** Start EXERCISE INPUT **
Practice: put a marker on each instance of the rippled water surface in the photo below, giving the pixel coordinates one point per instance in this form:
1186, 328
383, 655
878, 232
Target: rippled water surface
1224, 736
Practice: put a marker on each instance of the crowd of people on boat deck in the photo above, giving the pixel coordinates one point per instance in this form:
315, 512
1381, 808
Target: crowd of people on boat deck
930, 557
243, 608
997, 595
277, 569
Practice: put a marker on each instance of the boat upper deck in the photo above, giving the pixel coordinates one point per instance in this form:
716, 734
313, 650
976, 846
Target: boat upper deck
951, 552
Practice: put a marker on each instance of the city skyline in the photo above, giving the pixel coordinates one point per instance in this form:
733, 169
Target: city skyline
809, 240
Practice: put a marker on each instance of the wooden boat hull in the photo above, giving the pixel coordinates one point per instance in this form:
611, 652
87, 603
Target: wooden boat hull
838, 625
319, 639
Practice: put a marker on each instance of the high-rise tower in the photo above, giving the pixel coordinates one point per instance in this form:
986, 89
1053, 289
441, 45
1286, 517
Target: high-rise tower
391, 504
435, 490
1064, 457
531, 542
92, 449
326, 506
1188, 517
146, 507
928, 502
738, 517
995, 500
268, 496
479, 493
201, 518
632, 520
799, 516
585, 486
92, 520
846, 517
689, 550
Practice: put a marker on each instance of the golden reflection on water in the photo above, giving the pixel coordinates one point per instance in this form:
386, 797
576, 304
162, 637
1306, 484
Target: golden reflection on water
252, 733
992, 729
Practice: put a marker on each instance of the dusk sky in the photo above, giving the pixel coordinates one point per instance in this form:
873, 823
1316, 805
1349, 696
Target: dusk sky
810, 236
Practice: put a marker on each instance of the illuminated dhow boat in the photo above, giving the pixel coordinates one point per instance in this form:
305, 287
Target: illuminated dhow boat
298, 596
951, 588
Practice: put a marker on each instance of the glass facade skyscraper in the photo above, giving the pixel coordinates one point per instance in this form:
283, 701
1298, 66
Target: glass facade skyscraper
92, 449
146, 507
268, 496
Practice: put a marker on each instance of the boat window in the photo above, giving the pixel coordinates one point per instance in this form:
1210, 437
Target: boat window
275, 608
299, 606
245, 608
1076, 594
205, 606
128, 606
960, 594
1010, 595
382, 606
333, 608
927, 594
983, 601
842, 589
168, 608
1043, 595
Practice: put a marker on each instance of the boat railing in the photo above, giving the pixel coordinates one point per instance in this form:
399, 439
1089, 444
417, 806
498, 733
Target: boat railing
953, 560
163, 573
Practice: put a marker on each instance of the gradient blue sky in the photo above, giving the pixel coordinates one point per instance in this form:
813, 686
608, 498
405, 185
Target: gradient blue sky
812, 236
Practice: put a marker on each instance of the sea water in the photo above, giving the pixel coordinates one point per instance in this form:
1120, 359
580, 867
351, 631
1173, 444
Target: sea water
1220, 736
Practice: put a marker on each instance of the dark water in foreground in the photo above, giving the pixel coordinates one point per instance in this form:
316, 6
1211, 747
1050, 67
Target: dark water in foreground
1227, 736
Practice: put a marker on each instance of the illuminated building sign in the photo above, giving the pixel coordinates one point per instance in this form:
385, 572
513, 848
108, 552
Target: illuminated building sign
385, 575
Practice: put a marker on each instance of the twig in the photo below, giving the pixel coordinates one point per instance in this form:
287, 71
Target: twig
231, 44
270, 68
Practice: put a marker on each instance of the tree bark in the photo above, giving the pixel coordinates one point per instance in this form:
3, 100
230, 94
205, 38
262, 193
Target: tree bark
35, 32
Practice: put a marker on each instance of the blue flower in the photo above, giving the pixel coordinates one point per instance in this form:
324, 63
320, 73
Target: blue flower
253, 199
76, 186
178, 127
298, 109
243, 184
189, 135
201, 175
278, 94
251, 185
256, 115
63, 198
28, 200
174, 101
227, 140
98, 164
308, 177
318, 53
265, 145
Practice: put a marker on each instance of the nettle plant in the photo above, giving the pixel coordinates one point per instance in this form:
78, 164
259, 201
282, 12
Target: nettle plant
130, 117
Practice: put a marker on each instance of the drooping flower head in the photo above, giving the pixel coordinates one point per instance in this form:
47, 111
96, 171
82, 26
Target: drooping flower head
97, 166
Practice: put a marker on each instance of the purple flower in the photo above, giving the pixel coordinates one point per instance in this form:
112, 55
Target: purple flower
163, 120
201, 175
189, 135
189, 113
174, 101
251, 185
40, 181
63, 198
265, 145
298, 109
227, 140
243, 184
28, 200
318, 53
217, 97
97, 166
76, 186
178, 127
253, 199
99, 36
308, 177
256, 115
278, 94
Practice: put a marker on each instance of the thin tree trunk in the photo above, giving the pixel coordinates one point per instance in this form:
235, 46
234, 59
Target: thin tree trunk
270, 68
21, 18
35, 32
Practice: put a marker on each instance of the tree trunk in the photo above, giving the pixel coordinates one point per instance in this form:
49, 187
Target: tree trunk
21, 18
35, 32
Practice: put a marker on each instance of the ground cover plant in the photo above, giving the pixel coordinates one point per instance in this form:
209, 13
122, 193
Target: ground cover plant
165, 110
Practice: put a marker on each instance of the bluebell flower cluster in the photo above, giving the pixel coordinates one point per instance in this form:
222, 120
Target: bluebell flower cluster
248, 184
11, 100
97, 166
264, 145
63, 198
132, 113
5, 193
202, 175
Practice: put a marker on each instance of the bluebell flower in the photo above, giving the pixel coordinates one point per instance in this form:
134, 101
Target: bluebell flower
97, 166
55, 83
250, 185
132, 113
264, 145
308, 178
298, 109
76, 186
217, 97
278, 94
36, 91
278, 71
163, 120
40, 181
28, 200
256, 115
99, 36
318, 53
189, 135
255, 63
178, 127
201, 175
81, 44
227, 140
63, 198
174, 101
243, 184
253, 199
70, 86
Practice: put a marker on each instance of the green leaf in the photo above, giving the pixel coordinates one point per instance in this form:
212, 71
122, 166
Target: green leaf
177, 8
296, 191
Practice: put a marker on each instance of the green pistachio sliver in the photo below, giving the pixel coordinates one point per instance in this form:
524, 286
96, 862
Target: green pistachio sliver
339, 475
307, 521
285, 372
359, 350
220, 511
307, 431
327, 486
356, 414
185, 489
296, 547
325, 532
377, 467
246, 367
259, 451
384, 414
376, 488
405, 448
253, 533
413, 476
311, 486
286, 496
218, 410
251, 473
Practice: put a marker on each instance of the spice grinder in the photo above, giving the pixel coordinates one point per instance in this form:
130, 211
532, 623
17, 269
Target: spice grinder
** End EXERCISE INPUT **
Extract each entry in full, exactly as given.

Practice: put a marker on each instance of the rippled water surface in the photo below, giving the pixel coordinates one point per instance in this form:
1186, 328
383, 655
878, 232
Target: rippled water surface
1224, 736
Practice: put a marker on each instance of the crowd of people on boat deck in the photo above, giving the pixel coordinates one point per instance in this form:
315, 512
1381, 808
Target: crowd of people on boat deck
930, 557
243, 608
997, 595
277, 569
Practice: put a marker on each instance of the boat upper deck in the photo above, giving the pixel coordinates one point per instance in this form:
716, 734
313, 650
976, 846
Target: boat upper deck
951, 552
Practice: put a marker on each instance of the city skyline in the photo above, giving the pixel coordinates one point per instance in this form:
733, 169
Target: city skyline
809, 240
Practice: put a marker on each instance of the wooden boat hull in the photo above, giving the pixel coordinates one point per instance in this form:
611, 652
87, 603
Target: wooden boat hull
838, 625
319, 639
Practice: put a marker on each instance of the high-rise tower in the photo above, giving the pixel coordinates one point per instance in this form:
986, 89
1053, 289
441, 45
1286, 517
Target: high-rise tower
391, 504
435, 490
1064, 457
531, 542
92, 449
326, 506
1188, 517
146, 507
928, 502
738, 517
995, 500
268, 496
479, 493
201, 518
632, 520
799, 516
585, 486
92, 520
846, 517
689, 550
Practice: put a marker on each instance of the golden reflection on water in the photo above, giving the pixel coordinates one point per instance in this form:
386, 797
576, 304
162, 637
1306, 484
Target: golden reflection on water
252, 733
992, 729
Practice: put a marker on each instance of the dusk sky in the photo above, giving the pixel coordinates one point per instance in this form:
873, 823
1316, 805
1349, 696
Target: dusk sky
810, 236
Practice: put a marker on each instance of the illuminated dhow boat in the photo above, giving the pixel coordinates one point per instance in this form:
305, 287
Target: illuminated dhow boat
298, 596
951, 588
Practice: put a marker on each instance of the glass facade skyscraper in the photo above, giving the pixel coordinates one point per instance in this form:
283, 701
1298, 66
Target: glass facade skyscraper
92, 449
146, 507
268, 496
Practice: put a marker on each instance of the boat window in the photo above, giving the pixel coordinates one point per instance in this form:
1210, 437
Target: boat window
275, 608
299, 606
245, 608
1076, 594
205, 606
128, 606
960, 594
1010, 595
382, 606
333, 608
927, 594
983, 601
842, 589
168, 608
1043, 595
Practice: put a marker on each instance of the boat railing in the photo above, giving the pixel coordinates one point per instance in this form:
399, 439
1089, 444
417, 806
498, 733
Target: boat railing
953, 560
163, 573
Practice: put a marker on each instance of the gradient blue sky in the photo above, giving the pixel coordinates one point per instance in this form:
813, 686
608, 498
405, 185
Target: gradient blue sky
812, 236
Practice: put a marker on each instance of the sea water in the photo above, giving the pixel coordinates one point per instance in this form:
1120, 359
580, 867
351, 631
1173, 444
Target: sea water
1220, 736
Practice: put a marker on each instance of the dark water in foreground in the photo above, giving the pixel coordinates one point per instance in this form:
316, 6
1211, 747
1050, 67
Target: dark water in foreground
1227, 736
Practice: put a marker on each instance of the illuminated building sign in the photo above, giving the pixel coordinates one point per instance in this form:
385, 572
513, 848
108, 552
Target: illuminated building sign
385, 575
Practice: put a marker on each instance of the twig in the photo below, giving the pixel coordinates one point per instance in this form:
287, 71
Target: twig
231, 44
270, 68
Practice: put a marker on each instance of the tree bark in the photo above, giving the pixel coordinates one point per instance in this form:
3, 100
230, 94
205, 38
262, 193
Target: tree bark
35, 32
Practice: put a marker on each instance of the blue flower in the photo above, giving the pixel coordinates one point per instance in this form:
324, 63
320, 73
Target: blue flower
253, 199
76, 186
178, 127
298, 109
243, 184
189, 135
201, 175
278, 94
251, 185
256, 115
63, 198
28, 200
174, 101
227, 140
98, 164
308, 177
318, 53
265, 145
Practice: put a marker on each instance of the nettle plant in the photo above, giving the pixel coordinates one point per instance in this form:
78, 164
259, 201
282, 12
Target: nettle plant
130, 117
Practice: put a marker on each instance of the drooping flower head in the photo above, giving the pixel coordinates one point per instance in this form:
47, 111
96, 171
82, 26
Target: drooping flower head
97, 166
Practice: put a marker on each instance of the purple flower in the photo above, giving the pixel coordinates one point per instance in this form:
112, 55
Target: purple flower
163, 120
201, 175
189, 135
189, 113
174, 101
251, 185
40, 181
63, 198
265, 145
298, 109
227, 140
243, 184
28, 200
318, 53
217, 97
97, 166
76, 186
178, 127
253, 199
99, 36
308, 177
256, 115
278, 94
Practice: put a marker on each instance of the thin tree trunk in the photo above, giving the pixel coordinates one point per instance in this form:
235, 46
234, 59
Target: thin tree trunk
270, 68
21, 18
35, 32
Practice: put a marker on each instance of the tree trunk in the photo above, giving the pixel coordinates one point per instance in this form:
49, 187
Target: tree trunk
21, 18
35, 32
Practice: put a marker on each instance of the ground cover plant in the photo above, giving the pixel coordinates one point per instance in this form:
209, 13
122, 193
Target: ground cover plant
165, 110
Practice: put a marker on each instance of the bluebell flower cluster in the photo above, giving the pixel coordinates one point per instance in this form:
222, 120
Target: bluebell flower cluster
248, 184
11, 100
97, 166
264, 145
63, 198
132, 113
5, 193
202, 175
Practice: put a marker on each instance of the bluebell flower in the photo above, giving the pixel coordinates one point per instance in this form:
134, 101
Target: bluebell flower
97, 166
55, 83
250, 185
132, 113
264, 145
308, 178
298, 109
76, 186
217, 97
278, 94
36, 91
278, 71
163, 120
40, 181
28, 200
256, 115
99, 36
318, 53
189, 135
255, 63
178, 127
201, 175
81, 44
227, 140
63, 198
174, 101
243, 184
253, 199
70, 86
Practice: put a marker on each instance of the green leaf in the photo above, giving the pixel coordinates one point per instance in this form:
212, 71
122, 166
Target: green leaf
177, 8
296, 191
Practice: put a marker on each instance of the green pistachio sliver in the photo below, giving the pixel coordinates one point per instance in this form:
524, 286
96, 862
Target: green pistachio sliver
339, 475
307, 521
285, 372
359, 350
220, 511
307, 431
327, 486
356, 414
185, 489
296, 547
325, 532
377, 467
246, 367
259, 451
384, 414
376, 488
405, 448
253, 533
413, 476
311, 486
286, 496
218, 410
251, 473
Practice: put a marker on each instance of the spice grinder in the photo above, giving the pixel coordinates one point per instance in this form:
130, 211
532, 623
17, 269
Target: spice grinder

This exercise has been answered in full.